[What you need to do] Your answer should be every line of the records that contains the word "coiled".

+---+

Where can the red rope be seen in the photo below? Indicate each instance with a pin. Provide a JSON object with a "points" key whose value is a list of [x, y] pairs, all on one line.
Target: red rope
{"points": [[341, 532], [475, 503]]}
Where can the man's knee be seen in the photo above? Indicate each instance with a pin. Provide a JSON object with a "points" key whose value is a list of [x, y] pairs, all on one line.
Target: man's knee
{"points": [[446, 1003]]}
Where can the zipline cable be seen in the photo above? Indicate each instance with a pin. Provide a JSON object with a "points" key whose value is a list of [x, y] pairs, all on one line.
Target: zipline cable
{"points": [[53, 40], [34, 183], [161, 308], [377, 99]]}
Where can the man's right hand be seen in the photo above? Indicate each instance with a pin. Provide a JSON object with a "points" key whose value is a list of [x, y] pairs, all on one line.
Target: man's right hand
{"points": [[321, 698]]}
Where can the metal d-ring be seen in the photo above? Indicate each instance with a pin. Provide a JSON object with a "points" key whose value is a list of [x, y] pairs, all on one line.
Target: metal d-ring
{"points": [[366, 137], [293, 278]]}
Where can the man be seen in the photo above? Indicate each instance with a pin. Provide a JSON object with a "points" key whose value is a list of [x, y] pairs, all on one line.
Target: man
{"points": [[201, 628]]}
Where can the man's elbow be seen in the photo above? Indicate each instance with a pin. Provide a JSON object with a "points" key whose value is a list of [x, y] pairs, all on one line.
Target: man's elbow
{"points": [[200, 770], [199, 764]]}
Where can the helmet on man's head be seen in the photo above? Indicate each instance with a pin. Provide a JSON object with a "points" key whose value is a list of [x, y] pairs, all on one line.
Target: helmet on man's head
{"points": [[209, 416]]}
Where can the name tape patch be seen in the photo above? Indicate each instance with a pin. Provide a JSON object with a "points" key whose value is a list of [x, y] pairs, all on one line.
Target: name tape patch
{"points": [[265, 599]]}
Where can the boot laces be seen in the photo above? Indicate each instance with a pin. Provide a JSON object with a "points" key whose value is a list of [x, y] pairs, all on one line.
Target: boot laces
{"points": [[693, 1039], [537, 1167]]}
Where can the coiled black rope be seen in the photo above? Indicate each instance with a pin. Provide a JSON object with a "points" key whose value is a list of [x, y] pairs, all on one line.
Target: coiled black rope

+---+

[Solution below]
Where can the coiled black rope be seen in the photo above? Indicate each instance with a pin. Provide a JSON object with a "points" key whose value is a list of [x, y] pairs, all on one line.
Target: coiled black rope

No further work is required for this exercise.